- ARTICLE:
>> Begin
The Company has elected to follow the successful efforts method of accounting for its oil and gas properties. Under this method of accounting, all property acquisition costs and costs of exploratory and development wells are capitalized when incurred. If an exploratory well does not find proved reserves, the costs of drilling the unsuccessful exploratory well are charged to expense. Exploratory dry hole costs are included in cash flows from investing activities as part of capital expenditures in the consolidated statements of cash flows. The cost of development wells, whether productive or not, is capitalized. Geological and geophysical costs and the cost of carrying and retaining unproved properties are expensed as incurred. Depreciation, depletion and amortization (“DD&A”) of capitalized costs of proved oil and gas properties is determined on a field-by-field basis using the units-of-production method based upon proved

F-7




reserves. The computation of DD&A takes into consideration restoration, dismantlement and abandonment costs and the anticipated proceeds from equipment salvage. The Company has adopted the provisions of Statement of Financial Accounting Standards (“SFAS”) No. 143, “Accounting for Asset Retirement Obligations” (“SFAS No. 143”) which provides guidance on accounting for dismantlement and abandonment costs and FASB Interpretation 47, “Accounting for Conditional Asset Retirement Obligations” (“FIN No. 47”) which provides guidance in determining estimated dismantlement and abandonment costs in situations where the method and timing of settlement are uncertain. See Note 7—Asset Retirement Obligations.
>> End
- DIRECTIVE 1: Please reproduce the accounting excerpt from "reserves. The computation" to "Note 7—Asset Retirement Obligations.".
- DIRECTIVE 2: Summarize the accounting excerpt in two sentences.
Work only from the accounting excerpt above.

- DATA LINES:
>> Begin
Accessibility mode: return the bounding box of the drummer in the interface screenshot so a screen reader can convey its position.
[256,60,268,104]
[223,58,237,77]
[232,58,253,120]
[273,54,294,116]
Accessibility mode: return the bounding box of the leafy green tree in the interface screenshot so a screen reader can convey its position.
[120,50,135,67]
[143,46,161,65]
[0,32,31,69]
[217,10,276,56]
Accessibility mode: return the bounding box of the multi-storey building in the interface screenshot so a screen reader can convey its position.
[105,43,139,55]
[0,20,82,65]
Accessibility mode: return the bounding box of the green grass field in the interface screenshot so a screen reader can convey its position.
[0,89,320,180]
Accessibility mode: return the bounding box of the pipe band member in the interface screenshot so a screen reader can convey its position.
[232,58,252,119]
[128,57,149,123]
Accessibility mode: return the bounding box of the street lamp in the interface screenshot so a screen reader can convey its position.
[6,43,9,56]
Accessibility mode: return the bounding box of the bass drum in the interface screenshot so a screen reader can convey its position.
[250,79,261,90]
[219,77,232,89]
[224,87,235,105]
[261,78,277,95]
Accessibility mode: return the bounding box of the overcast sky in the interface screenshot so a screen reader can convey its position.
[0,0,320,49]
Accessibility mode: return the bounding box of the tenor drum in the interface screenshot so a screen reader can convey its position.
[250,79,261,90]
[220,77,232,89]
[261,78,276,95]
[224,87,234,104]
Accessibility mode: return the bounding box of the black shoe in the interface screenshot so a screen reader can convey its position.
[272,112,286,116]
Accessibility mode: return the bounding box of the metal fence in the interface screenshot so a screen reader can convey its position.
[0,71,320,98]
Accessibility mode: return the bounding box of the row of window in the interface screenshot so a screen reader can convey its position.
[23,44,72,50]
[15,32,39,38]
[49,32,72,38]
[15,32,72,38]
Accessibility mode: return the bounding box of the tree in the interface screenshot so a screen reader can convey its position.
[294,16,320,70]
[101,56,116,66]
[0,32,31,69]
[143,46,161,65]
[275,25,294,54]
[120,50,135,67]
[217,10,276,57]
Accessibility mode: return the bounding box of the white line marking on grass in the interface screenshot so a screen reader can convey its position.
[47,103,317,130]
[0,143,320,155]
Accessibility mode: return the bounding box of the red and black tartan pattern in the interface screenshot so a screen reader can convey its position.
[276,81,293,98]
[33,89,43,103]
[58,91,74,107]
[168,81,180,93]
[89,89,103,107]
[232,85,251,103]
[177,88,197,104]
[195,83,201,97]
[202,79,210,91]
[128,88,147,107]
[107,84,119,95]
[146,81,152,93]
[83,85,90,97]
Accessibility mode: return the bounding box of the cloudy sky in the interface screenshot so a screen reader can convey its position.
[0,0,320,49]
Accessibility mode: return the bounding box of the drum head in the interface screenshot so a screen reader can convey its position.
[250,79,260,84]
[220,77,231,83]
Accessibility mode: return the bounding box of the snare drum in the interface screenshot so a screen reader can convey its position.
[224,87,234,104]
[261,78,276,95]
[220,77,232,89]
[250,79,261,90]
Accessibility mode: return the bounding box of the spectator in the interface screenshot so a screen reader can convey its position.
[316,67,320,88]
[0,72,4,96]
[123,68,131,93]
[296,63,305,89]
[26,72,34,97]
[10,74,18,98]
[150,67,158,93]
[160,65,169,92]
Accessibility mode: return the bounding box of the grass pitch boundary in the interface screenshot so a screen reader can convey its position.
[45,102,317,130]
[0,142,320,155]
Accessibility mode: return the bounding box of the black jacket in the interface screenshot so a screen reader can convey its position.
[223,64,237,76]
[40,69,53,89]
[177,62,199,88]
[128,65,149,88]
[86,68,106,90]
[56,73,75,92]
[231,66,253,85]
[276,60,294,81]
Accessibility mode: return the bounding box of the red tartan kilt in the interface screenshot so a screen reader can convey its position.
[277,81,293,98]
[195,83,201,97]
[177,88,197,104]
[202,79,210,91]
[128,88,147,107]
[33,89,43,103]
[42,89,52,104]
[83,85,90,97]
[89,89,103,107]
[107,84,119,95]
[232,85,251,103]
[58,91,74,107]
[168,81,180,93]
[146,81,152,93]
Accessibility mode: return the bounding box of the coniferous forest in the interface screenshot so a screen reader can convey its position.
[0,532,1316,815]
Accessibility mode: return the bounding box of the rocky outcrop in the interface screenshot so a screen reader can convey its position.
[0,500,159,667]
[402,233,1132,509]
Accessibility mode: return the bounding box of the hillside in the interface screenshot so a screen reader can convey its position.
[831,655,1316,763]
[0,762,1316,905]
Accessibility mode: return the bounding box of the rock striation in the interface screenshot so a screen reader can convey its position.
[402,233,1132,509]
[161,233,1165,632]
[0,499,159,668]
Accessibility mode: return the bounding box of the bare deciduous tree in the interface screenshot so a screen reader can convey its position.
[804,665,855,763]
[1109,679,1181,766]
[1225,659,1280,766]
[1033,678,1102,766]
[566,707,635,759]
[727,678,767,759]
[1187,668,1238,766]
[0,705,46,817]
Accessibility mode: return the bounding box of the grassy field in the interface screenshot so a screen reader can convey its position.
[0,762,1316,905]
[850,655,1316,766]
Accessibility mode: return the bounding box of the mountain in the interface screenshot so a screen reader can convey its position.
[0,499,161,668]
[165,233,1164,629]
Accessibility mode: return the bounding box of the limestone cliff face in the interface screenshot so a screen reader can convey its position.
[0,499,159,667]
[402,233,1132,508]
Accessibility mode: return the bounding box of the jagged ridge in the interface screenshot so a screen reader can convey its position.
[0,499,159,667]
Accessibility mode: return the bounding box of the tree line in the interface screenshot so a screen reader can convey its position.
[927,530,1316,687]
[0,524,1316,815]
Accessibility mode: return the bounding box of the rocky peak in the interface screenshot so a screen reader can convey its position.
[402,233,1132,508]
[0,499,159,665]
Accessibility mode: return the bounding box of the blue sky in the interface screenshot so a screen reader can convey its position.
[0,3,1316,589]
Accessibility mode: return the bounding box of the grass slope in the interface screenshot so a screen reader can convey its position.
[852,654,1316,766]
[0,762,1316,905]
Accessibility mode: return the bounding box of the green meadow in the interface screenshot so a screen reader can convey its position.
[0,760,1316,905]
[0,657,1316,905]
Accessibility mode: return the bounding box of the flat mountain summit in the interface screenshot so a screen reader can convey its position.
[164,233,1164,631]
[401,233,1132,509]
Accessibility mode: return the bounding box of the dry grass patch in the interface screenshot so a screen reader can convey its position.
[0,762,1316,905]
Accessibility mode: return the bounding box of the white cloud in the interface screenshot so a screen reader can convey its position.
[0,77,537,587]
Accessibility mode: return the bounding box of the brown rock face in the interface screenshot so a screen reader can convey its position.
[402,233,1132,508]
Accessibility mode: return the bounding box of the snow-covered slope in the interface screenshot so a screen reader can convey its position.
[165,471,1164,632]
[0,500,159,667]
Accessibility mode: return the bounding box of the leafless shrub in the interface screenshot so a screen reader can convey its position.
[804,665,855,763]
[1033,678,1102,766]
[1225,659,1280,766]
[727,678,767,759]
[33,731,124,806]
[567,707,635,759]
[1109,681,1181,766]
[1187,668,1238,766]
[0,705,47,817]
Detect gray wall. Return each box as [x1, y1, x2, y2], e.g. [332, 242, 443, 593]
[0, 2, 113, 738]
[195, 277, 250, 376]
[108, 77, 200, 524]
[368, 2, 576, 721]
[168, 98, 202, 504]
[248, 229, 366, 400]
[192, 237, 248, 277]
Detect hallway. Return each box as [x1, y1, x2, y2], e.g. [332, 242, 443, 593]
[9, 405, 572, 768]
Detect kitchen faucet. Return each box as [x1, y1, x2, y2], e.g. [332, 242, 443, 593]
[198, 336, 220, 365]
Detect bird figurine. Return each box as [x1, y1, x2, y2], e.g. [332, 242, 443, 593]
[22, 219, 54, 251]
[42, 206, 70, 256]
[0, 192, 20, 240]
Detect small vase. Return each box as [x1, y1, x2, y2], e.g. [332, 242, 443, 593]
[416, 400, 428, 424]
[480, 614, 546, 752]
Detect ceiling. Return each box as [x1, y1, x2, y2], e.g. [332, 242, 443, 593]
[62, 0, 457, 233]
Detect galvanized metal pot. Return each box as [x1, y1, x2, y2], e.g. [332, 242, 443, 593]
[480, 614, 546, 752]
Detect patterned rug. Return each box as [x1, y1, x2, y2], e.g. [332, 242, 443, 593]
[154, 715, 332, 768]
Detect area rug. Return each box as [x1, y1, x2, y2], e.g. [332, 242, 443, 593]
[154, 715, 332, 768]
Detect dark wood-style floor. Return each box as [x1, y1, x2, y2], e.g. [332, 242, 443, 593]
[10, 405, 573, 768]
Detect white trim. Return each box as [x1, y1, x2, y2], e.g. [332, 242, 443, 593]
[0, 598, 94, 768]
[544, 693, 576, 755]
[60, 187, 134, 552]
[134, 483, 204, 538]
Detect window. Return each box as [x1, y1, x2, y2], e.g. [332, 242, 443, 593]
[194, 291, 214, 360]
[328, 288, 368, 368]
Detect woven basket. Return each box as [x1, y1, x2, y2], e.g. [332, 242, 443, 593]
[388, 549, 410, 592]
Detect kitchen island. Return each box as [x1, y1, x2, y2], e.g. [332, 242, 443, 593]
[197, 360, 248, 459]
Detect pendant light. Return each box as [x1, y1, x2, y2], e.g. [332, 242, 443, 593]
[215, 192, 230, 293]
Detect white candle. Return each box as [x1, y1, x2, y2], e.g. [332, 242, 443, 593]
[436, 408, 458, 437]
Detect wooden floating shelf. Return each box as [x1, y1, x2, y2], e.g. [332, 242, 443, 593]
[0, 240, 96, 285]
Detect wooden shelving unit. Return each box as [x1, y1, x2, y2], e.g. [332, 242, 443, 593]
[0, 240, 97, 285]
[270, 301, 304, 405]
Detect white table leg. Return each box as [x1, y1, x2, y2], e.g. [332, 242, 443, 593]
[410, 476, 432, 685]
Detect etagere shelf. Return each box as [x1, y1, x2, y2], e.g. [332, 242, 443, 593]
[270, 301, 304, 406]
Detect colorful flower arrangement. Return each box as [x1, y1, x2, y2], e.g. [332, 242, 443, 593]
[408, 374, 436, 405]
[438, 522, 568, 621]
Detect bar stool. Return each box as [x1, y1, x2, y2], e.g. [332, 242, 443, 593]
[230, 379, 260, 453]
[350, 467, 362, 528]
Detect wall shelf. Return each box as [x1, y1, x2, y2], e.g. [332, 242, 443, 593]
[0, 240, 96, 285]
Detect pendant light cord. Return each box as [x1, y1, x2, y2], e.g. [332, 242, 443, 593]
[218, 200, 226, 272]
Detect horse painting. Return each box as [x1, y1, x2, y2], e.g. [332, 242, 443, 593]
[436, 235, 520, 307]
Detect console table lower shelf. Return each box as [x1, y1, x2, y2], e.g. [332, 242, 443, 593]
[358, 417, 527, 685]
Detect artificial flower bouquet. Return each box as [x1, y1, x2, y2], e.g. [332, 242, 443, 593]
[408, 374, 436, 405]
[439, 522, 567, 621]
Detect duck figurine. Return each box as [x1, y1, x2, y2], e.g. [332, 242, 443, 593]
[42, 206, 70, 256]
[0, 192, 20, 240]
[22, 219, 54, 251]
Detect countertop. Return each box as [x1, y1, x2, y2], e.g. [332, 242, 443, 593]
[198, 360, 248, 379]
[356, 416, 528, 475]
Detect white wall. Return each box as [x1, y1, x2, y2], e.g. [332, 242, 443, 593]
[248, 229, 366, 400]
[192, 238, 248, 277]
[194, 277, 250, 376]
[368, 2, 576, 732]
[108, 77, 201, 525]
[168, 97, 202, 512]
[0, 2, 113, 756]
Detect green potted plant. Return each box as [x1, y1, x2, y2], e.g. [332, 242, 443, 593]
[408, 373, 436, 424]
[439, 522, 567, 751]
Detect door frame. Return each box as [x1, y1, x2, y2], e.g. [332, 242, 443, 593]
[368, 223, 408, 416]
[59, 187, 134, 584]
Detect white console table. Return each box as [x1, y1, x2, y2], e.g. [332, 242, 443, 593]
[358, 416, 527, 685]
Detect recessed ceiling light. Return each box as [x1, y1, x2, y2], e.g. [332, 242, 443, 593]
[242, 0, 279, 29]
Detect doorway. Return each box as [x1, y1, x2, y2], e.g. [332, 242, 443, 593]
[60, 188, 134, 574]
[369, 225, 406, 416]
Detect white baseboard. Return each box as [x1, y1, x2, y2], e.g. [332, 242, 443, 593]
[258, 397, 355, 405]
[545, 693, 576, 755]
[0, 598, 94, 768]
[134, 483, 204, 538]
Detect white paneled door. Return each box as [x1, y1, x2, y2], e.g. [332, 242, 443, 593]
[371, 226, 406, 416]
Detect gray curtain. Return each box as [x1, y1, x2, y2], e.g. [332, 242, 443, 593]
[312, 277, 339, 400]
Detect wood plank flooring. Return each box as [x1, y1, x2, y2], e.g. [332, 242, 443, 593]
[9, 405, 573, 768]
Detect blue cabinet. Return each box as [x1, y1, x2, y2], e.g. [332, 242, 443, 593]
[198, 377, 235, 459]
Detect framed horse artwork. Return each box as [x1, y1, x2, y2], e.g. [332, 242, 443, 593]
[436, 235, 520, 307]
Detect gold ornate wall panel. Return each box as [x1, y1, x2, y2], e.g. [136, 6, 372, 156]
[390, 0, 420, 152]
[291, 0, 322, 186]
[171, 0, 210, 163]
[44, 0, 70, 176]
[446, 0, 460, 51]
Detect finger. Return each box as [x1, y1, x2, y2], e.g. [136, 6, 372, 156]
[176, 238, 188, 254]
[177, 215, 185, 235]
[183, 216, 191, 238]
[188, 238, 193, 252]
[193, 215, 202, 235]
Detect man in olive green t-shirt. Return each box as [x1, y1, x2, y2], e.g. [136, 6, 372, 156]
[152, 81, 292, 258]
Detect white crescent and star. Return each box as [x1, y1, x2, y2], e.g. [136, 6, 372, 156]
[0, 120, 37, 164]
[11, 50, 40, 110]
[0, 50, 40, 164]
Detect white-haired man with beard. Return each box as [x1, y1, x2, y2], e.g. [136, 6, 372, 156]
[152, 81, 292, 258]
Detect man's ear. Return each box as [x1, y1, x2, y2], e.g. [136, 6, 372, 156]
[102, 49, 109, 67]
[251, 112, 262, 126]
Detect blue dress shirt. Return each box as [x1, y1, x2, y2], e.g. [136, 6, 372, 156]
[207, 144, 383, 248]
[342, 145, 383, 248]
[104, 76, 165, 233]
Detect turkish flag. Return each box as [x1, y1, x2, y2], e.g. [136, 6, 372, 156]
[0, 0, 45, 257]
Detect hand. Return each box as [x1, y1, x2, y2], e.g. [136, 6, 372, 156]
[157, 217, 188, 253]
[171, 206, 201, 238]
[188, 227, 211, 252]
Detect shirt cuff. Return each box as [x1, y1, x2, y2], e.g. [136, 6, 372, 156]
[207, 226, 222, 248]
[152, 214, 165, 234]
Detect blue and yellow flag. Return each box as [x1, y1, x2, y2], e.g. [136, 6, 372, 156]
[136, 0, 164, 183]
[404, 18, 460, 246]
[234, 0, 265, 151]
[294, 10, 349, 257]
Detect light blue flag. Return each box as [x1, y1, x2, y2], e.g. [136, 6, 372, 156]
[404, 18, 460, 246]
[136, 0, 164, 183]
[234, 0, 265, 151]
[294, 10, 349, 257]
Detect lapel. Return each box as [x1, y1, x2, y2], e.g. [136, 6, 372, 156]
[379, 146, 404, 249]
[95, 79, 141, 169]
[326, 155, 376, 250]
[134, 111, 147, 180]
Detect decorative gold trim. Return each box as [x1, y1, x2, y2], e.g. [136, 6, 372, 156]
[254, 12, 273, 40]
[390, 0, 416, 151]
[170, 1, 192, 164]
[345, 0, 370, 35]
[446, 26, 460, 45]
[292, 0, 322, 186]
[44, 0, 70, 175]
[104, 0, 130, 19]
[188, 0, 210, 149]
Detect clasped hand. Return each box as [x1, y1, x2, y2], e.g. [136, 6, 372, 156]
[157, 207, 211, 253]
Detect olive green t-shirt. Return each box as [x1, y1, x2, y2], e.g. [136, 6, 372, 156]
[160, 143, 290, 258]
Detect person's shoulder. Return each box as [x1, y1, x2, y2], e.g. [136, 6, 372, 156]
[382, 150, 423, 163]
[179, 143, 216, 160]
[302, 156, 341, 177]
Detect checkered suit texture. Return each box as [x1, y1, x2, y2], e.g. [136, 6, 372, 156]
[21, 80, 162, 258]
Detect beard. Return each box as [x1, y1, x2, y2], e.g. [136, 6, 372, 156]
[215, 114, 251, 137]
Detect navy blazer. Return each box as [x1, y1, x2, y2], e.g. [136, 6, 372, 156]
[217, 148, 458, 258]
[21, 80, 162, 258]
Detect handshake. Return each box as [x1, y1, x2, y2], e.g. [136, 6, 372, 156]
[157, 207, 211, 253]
>> End
- EXPECTED OUTPUT 1:
reserves. The computation of DD&A takes into consideration restoration, dismantlement and abandonment costs and the anticipated proceeds from equipment salvage. The Company has adopted the provisions of Statement of Financial Accounting Standards (“SFAS”) No. 143, “Accounting for Asset Retirement Obligations” (“SFAS No. 143”) which provides guidance on accounting for dismantlement and abandonment costs and FASB Interpretation 47, “Accounting for Conditional Asset Retirement Obligations” (“FIN No. 47”) which provides guidance in determining estimated dismantlement and abandonment costs in situations where the method and timing of settlement are uncertain. See Note 7—Asset Retirement Obligations.

- EXPECTED OUTPUT 2: The Company follows the successful efforts method, capitalizing property acquisition costs and the costs of exploratory and development wells when incurred, while expensing the costs of unsuccessful exploratory wells, geological and geophysical work, and carrying unproved properties. DD&A of proved oil and gas properties is computed field by field with the units-of-production method, accounting for restoration, dismantlement and abandonment costs and anticipated salvage proceeds, and the Company has adopted SFAS No. 143 and FIN No. 47 for guidance on dismantlement and abandonment costs.